### Task details
Output the following data exactly.

----------

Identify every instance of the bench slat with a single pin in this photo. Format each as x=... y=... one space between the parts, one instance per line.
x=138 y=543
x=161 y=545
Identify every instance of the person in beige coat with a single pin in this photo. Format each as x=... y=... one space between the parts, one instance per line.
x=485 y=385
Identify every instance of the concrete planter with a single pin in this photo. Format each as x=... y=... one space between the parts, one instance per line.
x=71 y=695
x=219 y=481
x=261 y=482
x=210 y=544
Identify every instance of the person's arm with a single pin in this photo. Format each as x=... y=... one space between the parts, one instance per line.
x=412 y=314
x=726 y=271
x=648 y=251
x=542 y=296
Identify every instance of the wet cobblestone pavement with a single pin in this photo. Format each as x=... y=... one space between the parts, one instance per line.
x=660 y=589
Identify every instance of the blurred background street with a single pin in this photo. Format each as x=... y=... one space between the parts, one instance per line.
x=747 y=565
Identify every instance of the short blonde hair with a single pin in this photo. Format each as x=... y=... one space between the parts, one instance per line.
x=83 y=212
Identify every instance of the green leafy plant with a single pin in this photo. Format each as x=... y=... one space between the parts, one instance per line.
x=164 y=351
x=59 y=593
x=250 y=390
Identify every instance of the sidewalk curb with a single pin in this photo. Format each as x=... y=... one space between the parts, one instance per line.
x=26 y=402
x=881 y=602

----------

### Answer space
Identify every instance of the bench slat with a single pin in this photo. Format each as x=... y=... one space between the parts, one instance per line.
x=138 y=543
x=161 y=545
Identify every instance of the person in beige coat with a single pin in this photo. Format each as x=... y=... one space between the parts, one instance per line.
x=485 y=385
Identify every instance of the concrete planter with a single pin in this photo. Format each as x=... y=... one space between the parts, one instance per line.
x=71 y=695
x=219 y=481
x=261 y=482
x=210 y=544
Identify every instance of the person's arm with a single pin in this photo. Format each as x=... y=... one space between the parts, one instance per line.
x=412 y=314
x=726 y=271
x=648 y=251
x=542 y=296
Identify every instance of the wet cobblestone pavement with a single pin in this photo. Format each as x=... y=... one space between the parts, one instance per line.
x=660 y=589
Identify every instance of the blurred background street with a single pin in this photo. Format each as x=... y=... one space between the parts, one instance per line.
x=747 y=565
Identify every instance of the short blonde hair with a single pin in this photo. Format each as x=... y=... one space between the parts, one instance per line.
x=83 y=212
Identify every instance of the green leafy plant with a single pin in this photo. Format each as x=... y=... one space between the parts, one instance per line.
x=164 y=351
x=59 y=593
x=250 y=390
Identify every instance of the sidewalk curb with a single pin in this photo. Format each as x=... y=... one space between the parts, one instance per line.
x=26 y=402
x=881 y=602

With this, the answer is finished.